### Provided passage
◆ ◆ ◆ ◆

S.F. residents debate reopening roads
Some want ban on cars to stay on some streets
SAN FRANCISCO — For Vanessa Gregson, the four-lane highway that borders the beach along San Francisco’s Pacific Ocean is now an automobile-free sanctuary where she can blissfully ride her bicycle and enjoy the quiet. “You hear the beach.
You hear the waves,” said Gregson. “You feel like you’re in nature, and you’re in San Francisco.”
Like cities from Paris to New York that shut roads to motorists when the coronavirus hit, environmentally friendly San Francisco closed miles of streets to automobiles so people could exercise and socialize safely.
Now, pedestrian advocates want to keep some of San Francisco’s most prominent streets off-limits, like the main road into Golden Gate Park. Others are pushing back, saying they need to drive to work, drop off kids and get around.
The debate has been marked by dueling rallies and strident arguments over safety and climate change in the densely packed city. On social media, customers threatened to boycott a bakery whose owner expressed support for reopening the main oceanside thoroughfare known as the Great Highway to cars; others came to her defense.

◆ ◆ ◆ ◆

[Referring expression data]

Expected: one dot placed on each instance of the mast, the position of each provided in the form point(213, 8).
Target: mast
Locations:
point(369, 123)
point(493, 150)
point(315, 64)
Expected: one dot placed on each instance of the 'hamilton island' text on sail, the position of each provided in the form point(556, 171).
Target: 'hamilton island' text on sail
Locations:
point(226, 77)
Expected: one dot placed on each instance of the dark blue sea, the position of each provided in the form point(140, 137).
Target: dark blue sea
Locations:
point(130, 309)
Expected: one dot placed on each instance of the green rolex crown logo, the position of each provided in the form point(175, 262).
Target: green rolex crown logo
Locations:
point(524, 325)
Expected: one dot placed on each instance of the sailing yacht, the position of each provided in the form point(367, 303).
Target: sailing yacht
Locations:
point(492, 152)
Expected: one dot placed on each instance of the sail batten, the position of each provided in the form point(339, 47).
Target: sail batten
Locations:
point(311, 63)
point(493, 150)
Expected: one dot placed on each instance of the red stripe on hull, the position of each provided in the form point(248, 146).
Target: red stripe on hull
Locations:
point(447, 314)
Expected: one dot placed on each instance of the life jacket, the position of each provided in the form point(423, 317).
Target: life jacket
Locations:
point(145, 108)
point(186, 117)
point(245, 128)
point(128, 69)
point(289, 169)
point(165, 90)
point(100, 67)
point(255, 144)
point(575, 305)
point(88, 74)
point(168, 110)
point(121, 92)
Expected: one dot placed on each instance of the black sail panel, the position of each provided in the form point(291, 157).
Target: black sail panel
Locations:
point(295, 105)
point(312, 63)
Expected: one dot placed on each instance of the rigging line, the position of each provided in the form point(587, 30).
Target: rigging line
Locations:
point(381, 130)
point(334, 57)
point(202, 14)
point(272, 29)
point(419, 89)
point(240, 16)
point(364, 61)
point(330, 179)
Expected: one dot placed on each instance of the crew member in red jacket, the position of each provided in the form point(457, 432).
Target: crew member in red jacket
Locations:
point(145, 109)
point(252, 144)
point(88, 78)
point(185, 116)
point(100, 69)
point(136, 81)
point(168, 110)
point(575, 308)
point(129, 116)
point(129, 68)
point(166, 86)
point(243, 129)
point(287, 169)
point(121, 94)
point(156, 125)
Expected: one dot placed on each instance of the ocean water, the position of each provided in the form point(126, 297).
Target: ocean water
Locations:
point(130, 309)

◆ ◆ ◆ ◆

### What this exercise asks
1. Retype the part of the San Francisco road-closure article starting with "S.F. residents debate" and going on through "hear the beach.".
2. Translate this sentence from the San Francisco road-closure article into Spanish: "Others are pushing back, saying they need to drive to work, drop off kids and get around."
3. Proceed with the San Francisco road-closure article from the point where it stops.

### Task-by-task outputs
1.
S.F. residents debate reopening roads
Some want ban on cars to stay on some streets
SAN FRANCISCO — For Vanessa Gregson, the four-lane highway that borders the beach along San Francisco’s Pacific Ocean is now an automobile-free sanctuary where she can blissfully ride her bicycle and enjoy the quiet. “You hear the beach.

2. Otros se oponen, diciendo que necesitan ir en auto al trabajo, dejar a los niños y desplazarse.

3.
Shamann Walton, president of San Francisco’s Board of Supervisors, was mocked for likening the closure of John F. Kennedy Drive in Golden Gate Park to the Jim Crow South, including by fellow African Americans who call his accusations of segregation silly. Walton says he worries that closing the street and its free parking will affect low-income families that can’t easily bike or take transit to the park.
San Francisco officials started turning streets into pedestrian-friendly promenades in April 2020 after the mayor declared an emergency. Officials closed more than 45 miles of neighborhood corridors and are studying which ones could be permanent.
They also sealed off a 1.5-mile portion of JFK Drive, the main thoroughfare through Golden Gate Park, which sees more than 24 million visitors a year, and a 2-mile stretch of the Great Highway — now renamed by some as the Great Walkway — that carried more than 18,000 vehicles a day before the pandemic.
San Francisco’s streets are scheduled to reopen 120 days after Mayor London Breed lifts the COVID-19 emergency declaration, which could come next month.